Write out the data below exactly, beginning with the first line and ending once the line that has "Category: fabric loop handle on cushion" is written.

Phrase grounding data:
--- --- ---
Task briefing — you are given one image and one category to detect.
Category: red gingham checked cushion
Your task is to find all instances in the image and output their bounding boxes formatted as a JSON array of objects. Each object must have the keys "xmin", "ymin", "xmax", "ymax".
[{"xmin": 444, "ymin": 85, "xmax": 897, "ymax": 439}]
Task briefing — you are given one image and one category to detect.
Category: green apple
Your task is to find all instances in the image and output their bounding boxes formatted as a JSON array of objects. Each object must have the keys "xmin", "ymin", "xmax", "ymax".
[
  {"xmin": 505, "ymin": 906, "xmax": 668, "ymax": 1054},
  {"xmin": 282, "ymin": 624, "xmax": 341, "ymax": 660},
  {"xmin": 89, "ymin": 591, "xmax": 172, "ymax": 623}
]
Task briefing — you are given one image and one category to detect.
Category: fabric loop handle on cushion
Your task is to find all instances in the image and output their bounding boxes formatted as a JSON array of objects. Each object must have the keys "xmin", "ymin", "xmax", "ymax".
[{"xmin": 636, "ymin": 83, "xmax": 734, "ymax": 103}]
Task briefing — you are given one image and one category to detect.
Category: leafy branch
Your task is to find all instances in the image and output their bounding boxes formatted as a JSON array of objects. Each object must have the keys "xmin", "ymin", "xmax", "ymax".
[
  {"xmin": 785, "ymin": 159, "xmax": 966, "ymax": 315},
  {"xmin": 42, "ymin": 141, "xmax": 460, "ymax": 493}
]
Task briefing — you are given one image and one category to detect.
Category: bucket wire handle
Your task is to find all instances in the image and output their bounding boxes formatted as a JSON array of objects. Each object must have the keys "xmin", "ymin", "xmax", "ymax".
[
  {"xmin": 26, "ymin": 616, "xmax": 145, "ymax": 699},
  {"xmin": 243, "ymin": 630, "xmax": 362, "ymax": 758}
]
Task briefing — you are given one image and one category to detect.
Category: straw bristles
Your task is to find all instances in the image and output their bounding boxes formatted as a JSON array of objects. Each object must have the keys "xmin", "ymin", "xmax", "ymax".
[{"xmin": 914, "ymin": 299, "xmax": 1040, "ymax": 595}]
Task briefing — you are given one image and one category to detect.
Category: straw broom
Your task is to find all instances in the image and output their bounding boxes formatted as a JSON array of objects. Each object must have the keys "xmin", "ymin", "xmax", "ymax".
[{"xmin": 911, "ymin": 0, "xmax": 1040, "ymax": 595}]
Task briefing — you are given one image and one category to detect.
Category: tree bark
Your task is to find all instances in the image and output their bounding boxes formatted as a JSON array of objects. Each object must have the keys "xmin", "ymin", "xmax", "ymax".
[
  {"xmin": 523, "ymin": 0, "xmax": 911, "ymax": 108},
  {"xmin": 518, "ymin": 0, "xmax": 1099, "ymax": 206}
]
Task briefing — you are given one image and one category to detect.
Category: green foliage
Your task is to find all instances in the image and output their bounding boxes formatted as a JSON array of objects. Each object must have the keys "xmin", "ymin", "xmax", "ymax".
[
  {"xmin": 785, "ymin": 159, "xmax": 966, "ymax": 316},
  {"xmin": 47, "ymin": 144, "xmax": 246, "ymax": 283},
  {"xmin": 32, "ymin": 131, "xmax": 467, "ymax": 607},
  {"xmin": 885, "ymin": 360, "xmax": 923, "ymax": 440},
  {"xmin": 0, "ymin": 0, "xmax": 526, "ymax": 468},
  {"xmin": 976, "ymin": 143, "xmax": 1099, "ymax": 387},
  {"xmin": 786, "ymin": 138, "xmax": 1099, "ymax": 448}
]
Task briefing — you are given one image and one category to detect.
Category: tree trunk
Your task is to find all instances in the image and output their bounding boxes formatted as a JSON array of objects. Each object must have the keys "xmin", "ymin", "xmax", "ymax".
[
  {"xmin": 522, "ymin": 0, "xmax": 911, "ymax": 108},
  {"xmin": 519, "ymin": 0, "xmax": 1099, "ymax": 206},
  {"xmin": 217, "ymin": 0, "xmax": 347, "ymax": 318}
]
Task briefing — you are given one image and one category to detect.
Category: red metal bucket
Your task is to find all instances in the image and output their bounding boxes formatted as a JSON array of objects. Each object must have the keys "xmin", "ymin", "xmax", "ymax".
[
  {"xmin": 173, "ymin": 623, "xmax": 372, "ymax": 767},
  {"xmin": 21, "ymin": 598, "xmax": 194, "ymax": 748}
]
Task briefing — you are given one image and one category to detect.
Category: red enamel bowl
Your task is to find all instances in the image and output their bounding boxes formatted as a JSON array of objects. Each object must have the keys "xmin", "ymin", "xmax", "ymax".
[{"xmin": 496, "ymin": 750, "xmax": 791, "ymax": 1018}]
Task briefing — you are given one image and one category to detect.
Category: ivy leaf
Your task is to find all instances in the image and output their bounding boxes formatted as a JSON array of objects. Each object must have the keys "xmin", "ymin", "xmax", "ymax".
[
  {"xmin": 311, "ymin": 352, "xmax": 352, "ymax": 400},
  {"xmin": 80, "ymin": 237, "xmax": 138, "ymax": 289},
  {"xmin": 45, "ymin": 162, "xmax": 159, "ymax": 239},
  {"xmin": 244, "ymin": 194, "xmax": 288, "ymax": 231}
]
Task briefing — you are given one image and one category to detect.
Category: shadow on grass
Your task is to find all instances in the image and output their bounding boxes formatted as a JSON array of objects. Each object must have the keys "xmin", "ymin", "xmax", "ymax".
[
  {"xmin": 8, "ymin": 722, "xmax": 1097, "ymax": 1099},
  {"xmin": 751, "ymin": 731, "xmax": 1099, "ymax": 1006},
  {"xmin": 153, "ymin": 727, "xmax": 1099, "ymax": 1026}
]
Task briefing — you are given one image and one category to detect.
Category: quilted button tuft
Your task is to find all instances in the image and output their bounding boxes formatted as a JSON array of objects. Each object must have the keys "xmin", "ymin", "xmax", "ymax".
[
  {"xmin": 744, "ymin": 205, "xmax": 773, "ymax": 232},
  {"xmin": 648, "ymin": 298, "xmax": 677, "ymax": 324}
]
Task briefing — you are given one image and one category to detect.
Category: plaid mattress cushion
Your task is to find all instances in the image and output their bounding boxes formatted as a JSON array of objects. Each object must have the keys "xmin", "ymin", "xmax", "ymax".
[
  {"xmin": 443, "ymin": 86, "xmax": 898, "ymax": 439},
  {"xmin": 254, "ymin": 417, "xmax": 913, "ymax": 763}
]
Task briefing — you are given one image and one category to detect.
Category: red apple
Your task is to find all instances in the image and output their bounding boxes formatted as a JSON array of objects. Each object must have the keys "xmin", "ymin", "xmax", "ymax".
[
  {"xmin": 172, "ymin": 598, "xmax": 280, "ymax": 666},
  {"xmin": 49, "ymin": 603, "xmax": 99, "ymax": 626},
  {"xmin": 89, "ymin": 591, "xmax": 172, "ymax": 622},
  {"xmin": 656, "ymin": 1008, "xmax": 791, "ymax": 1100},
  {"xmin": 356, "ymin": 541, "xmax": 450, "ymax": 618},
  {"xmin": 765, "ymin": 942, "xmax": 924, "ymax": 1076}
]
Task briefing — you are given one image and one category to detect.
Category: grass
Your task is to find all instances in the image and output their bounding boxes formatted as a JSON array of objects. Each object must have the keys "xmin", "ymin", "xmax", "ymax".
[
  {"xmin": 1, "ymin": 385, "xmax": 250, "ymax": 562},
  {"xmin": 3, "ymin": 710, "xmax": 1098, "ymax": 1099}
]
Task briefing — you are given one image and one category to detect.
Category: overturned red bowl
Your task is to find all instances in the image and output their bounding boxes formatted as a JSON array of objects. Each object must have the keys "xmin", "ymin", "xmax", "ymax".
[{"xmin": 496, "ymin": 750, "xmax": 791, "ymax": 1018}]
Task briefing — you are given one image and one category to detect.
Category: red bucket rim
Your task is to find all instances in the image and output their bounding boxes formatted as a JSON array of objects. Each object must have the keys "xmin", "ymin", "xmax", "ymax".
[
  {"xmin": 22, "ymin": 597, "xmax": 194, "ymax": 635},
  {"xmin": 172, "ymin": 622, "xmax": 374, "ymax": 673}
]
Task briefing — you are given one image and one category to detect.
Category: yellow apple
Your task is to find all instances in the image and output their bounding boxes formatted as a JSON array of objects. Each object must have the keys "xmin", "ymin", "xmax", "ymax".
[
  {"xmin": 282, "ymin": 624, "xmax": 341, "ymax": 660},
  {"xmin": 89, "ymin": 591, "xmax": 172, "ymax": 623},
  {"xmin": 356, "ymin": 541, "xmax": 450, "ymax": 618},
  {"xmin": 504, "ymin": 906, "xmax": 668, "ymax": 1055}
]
--- --- ---
-- SOLUTION TO THE PROBLEM --
Task briefing — you are given one image and one category to detect.
Category: red gingham checked cushion
Your task is to find all instances in the image and output their bounding boxes formatted as a JSON array of objects. Each object must have the keys "xmin", "ymin", "xmax", "ymax".
[{"xmin": 444, "ymin": 85, "xmax": 897, "ymax": 439}]
Task briefing — you are given one image and one category to detect.
Category: green apple
Your task is to find all instances in the image and output their bounding boxes formatted as a JSON array of objects. Each object must have the keys "xmin", "ymin", "xmax", "ymax".
[
  {"xmin": 505, "ymin": 906, "xmax": 668, "ymax": 1054},
  {"xmin": 282, "ymin": 624, "xmax": 341, "ymax": 660},
  {"xmin": 89, "ymin": 591, "xmax": 172, "ymax": 623}
]
Task briefing — you are given one image and one category to detect.
Category: fabric loop handle on cushion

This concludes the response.